→ STORED DATA
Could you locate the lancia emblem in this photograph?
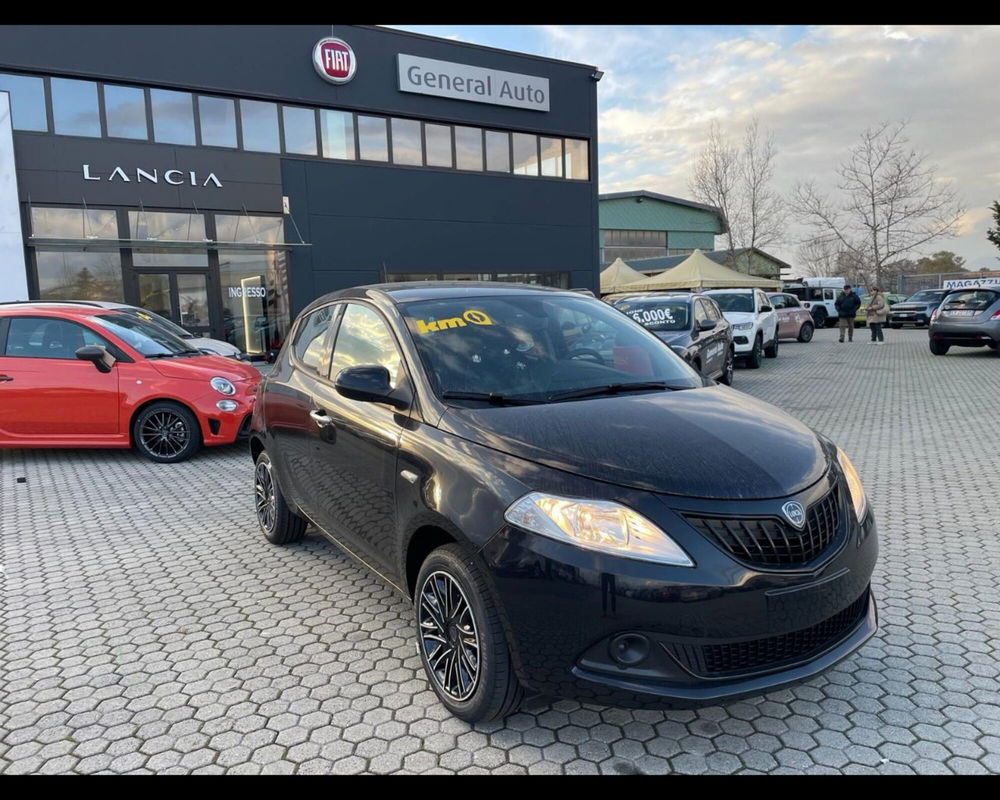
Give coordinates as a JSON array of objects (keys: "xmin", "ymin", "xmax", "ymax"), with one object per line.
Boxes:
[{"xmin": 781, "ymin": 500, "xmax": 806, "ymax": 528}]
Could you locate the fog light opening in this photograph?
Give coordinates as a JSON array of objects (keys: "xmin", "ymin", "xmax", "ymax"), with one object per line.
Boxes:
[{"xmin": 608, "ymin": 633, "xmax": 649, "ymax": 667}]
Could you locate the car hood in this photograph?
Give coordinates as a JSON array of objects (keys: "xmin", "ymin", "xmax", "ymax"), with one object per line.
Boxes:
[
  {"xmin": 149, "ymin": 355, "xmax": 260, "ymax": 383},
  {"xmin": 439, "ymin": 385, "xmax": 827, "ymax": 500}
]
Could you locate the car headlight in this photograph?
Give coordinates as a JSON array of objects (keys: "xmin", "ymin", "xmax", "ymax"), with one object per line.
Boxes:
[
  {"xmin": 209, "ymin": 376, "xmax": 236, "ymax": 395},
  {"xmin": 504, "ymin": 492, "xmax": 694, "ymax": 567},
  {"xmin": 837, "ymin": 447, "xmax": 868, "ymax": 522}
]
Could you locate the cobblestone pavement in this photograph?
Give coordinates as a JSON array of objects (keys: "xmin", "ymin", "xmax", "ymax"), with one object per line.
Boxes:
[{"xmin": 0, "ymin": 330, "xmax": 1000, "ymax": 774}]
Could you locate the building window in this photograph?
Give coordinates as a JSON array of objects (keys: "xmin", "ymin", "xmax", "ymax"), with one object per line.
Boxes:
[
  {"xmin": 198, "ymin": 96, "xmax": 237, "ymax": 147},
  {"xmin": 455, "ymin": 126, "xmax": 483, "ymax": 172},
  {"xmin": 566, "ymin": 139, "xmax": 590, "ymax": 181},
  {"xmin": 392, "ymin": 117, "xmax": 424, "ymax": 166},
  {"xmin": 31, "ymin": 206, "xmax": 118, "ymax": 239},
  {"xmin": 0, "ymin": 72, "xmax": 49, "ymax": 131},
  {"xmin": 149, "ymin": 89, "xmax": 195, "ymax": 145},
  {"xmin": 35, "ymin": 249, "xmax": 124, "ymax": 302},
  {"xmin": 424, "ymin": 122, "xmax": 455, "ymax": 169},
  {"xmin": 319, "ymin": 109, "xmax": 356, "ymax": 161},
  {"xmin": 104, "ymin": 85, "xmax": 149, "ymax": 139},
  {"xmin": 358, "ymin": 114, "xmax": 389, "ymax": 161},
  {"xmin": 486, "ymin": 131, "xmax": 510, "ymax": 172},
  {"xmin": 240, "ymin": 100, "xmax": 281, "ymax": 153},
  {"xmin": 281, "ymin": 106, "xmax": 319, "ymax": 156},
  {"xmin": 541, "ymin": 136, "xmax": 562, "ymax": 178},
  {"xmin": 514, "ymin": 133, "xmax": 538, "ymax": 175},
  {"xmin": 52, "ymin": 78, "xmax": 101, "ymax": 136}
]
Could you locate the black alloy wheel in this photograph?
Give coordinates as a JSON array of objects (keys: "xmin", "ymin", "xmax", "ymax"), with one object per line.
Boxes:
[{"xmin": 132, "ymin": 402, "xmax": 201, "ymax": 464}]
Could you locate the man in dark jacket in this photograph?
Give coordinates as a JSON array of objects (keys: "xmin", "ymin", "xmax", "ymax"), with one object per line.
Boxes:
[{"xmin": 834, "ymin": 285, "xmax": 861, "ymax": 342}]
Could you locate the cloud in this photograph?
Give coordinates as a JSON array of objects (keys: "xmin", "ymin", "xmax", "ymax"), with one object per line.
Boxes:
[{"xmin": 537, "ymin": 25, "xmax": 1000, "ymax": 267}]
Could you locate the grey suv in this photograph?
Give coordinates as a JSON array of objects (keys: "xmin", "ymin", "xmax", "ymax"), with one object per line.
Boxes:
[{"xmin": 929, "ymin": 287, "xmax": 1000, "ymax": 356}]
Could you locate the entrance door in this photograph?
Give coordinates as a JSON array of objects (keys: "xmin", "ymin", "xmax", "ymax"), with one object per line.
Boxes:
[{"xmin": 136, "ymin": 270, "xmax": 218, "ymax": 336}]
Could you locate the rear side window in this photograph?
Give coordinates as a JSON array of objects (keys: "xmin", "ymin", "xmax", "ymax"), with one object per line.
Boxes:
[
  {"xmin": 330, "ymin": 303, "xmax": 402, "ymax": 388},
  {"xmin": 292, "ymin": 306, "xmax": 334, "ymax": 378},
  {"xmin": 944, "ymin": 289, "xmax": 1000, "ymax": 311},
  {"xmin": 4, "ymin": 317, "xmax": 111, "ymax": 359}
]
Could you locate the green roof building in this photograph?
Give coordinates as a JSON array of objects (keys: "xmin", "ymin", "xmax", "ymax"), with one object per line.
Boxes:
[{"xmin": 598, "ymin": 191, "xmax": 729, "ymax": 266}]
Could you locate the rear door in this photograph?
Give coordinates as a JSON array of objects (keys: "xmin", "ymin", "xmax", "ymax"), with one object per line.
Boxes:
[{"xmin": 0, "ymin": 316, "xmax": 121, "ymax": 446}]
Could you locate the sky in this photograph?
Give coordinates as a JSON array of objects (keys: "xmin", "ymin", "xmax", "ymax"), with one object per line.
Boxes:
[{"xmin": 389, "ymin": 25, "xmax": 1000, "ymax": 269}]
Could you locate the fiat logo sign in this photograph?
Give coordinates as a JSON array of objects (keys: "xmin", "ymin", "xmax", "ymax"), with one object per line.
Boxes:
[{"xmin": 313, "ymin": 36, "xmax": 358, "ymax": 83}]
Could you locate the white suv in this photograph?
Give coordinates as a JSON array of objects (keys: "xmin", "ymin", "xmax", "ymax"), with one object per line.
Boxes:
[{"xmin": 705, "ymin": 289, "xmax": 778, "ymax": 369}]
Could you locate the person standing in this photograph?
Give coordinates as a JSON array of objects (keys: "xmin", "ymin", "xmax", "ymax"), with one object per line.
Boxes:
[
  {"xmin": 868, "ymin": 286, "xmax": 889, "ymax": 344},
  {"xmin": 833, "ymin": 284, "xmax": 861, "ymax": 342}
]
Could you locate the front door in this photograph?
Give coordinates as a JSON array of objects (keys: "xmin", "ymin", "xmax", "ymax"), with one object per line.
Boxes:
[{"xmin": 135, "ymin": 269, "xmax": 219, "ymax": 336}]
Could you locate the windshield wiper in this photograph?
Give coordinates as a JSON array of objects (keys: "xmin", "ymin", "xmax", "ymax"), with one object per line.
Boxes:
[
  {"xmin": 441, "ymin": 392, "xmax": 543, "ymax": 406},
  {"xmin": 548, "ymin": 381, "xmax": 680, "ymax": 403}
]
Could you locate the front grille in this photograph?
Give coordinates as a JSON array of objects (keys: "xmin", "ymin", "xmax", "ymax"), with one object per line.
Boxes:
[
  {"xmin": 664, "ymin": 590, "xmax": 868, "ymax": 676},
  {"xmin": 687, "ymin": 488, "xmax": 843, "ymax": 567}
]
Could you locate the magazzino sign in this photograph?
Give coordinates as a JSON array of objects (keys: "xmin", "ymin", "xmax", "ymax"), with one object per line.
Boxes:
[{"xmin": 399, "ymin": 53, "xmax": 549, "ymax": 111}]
==
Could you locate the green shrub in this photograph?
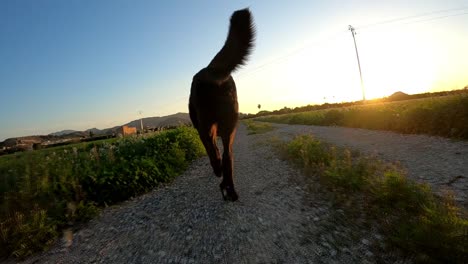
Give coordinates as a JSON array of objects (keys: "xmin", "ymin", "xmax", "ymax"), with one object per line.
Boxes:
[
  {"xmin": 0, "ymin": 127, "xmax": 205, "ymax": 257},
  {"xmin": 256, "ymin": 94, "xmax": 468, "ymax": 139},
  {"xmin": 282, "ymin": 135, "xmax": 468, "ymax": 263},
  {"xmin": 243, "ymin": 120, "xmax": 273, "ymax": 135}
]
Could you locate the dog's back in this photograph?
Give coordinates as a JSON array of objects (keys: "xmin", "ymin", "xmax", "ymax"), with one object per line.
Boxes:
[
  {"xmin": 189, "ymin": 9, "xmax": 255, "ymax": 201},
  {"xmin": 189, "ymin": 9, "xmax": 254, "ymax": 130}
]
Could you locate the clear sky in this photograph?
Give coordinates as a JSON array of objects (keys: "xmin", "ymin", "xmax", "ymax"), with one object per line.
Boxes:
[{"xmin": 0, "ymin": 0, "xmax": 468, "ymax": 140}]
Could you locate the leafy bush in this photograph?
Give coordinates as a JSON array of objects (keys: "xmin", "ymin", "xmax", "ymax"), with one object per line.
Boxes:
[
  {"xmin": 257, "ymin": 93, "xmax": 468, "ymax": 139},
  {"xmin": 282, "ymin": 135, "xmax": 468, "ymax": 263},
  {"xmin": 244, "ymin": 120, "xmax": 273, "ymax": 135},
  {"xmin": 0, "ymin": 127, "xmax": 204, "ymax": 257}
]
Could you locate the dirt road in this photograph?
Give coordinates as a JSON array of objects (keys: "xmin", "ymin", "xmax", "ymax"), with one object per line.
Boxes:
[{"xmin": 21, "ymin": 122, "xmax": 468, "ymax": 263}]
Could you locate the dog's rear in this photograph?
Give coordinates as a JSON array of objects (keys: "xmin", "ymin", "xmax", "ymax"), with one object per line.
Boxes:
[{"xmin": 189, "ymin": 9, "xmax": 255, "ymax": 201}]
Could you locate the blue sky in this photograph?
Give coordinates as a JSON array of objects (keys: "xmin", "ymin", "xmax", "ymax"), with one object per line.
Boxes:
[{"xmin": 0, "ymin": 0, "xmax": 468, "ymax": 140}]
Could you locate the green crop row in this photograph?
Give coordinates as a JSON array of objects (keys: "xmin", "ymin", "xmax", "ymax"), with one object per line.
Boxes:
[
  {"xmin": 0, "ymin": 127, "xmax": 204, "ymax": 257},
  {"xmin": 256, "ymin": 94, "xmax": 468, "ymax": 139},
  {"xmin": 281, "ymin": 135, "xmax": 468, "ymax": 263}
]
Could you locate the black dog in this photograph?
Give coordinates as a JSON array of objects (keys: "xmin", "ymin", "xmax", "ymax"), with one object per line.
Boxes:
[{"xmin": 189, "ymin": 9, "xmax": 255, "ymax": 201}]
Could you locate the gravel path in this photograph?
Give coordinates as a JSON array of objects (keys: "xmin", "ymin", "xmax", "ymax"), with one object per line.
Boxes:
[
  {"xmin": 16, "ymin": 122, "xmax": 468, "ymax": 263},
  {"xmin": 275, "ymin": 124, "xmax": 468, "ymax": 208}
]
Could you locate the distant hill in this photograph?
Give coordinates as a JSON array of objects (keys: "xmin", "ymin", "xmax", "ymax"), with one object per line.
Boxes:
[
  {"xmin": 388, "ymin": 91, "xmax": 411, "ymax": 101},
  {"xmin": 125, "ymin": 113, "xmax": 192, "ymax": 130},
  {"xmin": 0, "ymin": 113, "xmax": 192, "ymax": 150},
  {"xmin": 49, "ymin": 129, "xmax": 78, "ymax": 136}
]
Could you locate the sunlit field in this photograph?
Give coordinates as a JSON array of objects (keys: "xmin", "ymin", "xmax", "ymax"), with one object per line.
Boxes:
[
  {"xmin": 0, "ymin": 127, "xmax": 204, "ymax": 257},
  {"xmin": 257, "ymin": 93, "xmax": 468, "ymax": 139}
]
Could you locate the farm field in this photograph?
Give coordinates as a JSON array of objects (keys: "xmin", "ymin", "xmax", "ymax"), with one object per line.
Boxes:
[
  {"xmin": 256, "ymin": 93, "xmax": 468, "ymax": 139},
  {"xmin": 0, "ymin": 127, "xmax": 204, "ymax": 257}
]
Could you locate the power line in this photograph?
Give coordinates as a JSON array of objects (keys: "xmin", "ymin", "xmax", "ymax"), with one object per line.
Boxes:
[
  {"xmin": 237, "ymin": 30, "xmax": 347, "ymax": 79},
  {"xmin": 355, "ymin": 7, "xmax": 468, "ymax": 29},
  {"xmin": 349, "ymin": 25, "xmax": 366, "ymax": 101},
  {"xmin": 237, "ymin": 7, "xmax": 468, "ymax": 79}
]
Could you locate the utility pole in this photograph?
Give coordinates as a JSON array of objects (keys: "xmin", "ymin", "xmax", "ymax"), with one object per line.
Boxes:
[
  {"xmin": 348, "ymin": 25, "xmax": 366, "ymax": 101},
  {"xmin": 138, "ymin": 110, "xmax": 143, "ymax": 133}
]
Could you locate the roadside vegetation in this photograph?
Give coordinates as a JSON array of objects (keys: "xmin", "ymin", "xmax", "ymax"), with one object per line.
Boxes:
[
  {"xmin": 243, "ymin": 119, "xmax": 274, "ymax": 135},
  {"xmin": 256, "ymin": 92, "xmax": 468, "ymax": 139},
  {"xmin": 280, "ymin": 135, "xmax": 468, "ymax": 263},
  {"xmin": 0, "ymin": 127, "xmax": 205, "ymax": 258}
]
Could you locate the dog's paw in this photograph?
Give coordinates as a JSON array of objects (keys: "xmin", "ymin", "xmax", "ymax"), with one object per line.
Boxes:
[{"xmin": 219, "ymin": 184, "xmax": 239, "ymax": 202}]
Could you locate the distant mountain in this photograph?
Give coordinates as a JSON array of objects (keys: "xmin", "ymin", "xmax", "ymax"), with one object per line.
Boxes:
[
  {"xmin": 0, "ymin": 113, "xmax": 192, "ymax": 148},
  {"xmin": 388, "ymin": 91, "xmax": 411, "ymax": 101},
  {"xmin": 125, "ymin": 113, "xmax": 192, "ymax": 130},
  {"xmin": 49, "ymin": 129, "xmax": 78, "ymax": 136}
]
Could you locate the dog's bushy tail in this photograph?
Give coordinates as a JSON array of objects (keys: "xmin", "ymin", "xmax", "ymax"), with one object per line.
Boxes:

→ STATED GOAL
Pick out each line in the records above that contains the string "rear" and copy those lines in full. Case counts.

→ TASK RESPONSE
Could you locate the rear side window in this photograph?
Could you locate the rear door in this photograph?
Could you locate the dog's rear in this photograph?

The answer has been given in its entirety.